━━━ Records for the exercise ━━━

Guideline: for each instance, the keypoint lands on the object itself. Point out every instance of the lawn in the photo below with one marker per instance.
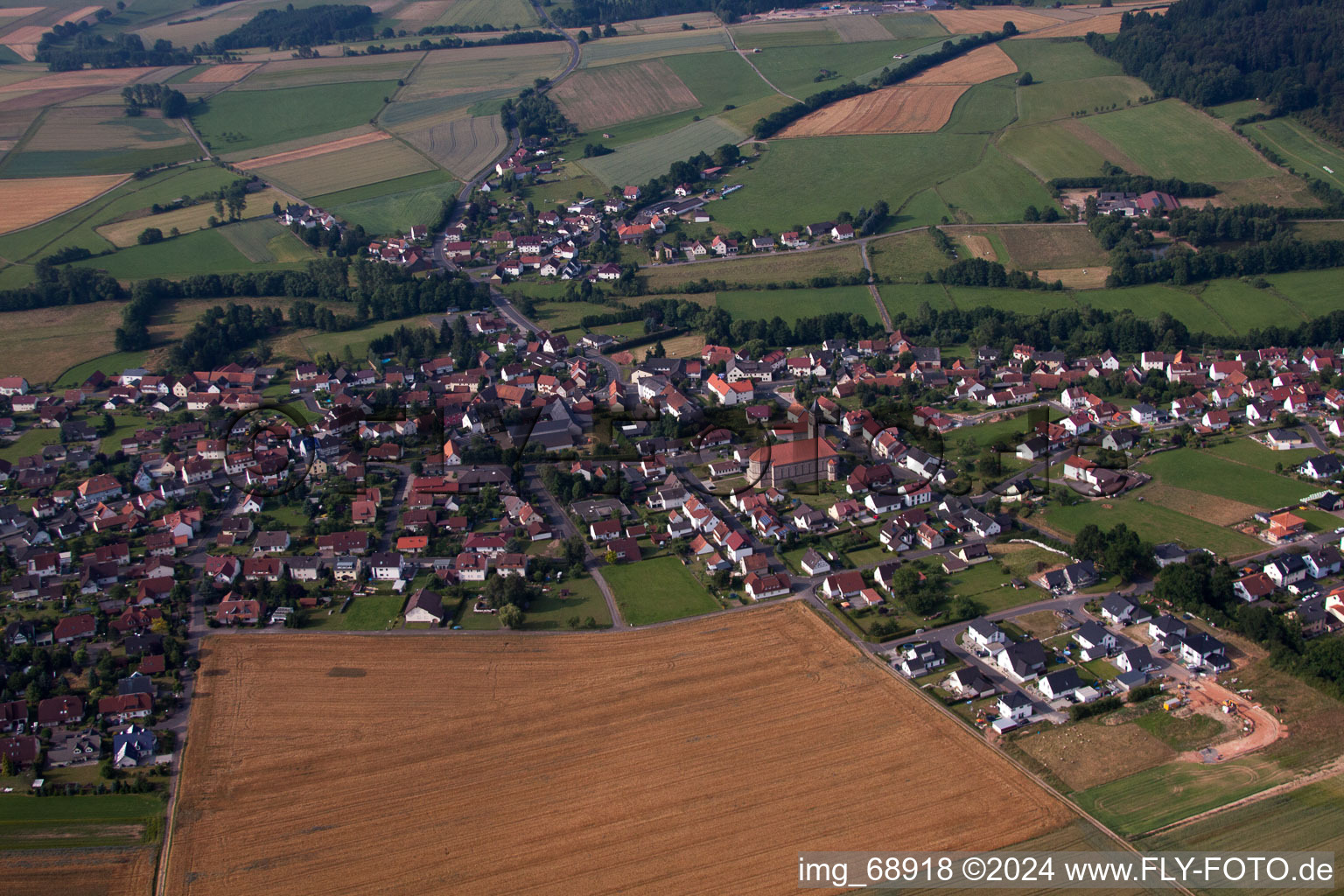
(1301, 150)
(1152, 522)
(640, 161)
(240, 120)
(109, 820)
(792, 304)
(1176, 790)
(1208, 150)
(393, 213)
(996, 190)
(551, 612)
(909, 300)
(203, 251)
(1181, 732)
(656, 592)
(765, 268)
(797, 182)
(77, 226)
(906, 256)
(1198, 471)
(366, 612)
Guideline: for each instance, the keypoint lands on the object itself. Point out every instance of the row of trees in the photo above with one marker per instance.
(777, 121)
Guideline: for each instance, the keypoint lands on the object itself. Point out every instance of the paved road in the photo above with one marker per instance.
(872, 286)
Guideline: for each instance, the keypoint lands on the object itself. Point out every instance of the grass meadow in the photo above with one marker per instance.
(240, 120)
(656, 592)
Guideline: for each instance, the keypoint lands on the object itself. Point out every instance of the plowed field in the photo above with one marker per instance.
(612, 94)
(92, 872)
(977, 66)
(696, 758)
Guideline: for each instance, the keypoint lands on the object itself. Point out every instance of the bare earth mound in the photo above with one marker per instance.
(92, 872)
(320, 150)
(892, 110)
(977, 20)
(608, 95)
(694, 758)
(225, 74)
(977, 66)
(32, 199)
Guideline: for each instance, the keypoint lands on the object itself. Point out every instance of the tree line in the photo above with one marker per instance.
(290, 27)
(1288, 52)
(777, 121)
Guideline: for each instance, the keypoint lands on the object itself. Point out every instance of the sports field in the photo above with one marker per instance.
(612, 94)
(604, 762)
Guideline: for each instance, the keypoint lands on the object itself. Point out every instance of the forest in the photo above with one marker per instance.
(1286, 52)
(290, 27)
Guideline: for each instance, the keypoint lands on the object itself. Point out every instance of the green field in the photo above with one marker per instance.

━━━

Copy all of the items above word for word, and leave the picture out of your copy.

Guideline: for each instance, the keypoint lands on the object itself. Point out every instance of the lawn in the photo below with one marker per instance.
(1301, 150)
(1152, 522)
(640, 161)
(240, 120)
(109, 820)
(792, 304)
(1176, 790)
(1208, 150)
(393, 213)
(996, 190)
(551, 612)
(909, 300)
(203, 251)
(1181, 732)
(656, 592)
(765, 268)
(797, 182)
(77, 226)
(906, 256)
(1198, 471)
(366, 612)
Guideline: for each instance, the keypoint lands on the object itself. Point out every instance of the row of trees in the photo above with one marker per instance.
(777, 121)
Guideline: for each instance, the keypoint lands on the object itself. Point out every instance of the paved road in the photo above with one marker per instance.
(872, 286)
Guideline: for each instance, the keypoint lands on the object itself. Point out every instance of the grass meadow in the photo above with one marker per instance.
(240, 120)
(656, 592)
Guideline: for each instance, the keypoint lands on the object itself. Point out every instance of the plowed field in the photo above with one marker per instance.
(612, 94)
(92, 872)
(977, 66)
(696, 758)
Guideline: for each instance, the keypoint lands on the object itself. Point out every instance of the bare earth mound in the photo above with one marker per instance.
(92, 872)
(320, 150)
(892, 110)
(977, 20)
(608, 95)
(694, 758)
(225, 74)
(977, 66)
(32, 199)
Guideline: for each instance, the keypoint lands on the object itself. Point out every instance of the tree line in the photo above with one marker per instance.
(290, 27)
(1288, 52)
(777, 121)
Guideline: for each instance, the keypoint lands on the object itself. Point out every instance of the sports field in the photo above with one marker per instance.
(612, 94)
(604, 762)
Guideline: for each instance, the keypoint lands on the object itself. Point out every instance of the forest in the photo above with one marker per instance.
(1286, 52)
(290, 27)
Guideline: for each instance, the keypoint lands on the object itself. Point out every instance of the green field in the photo above with one marker per instance.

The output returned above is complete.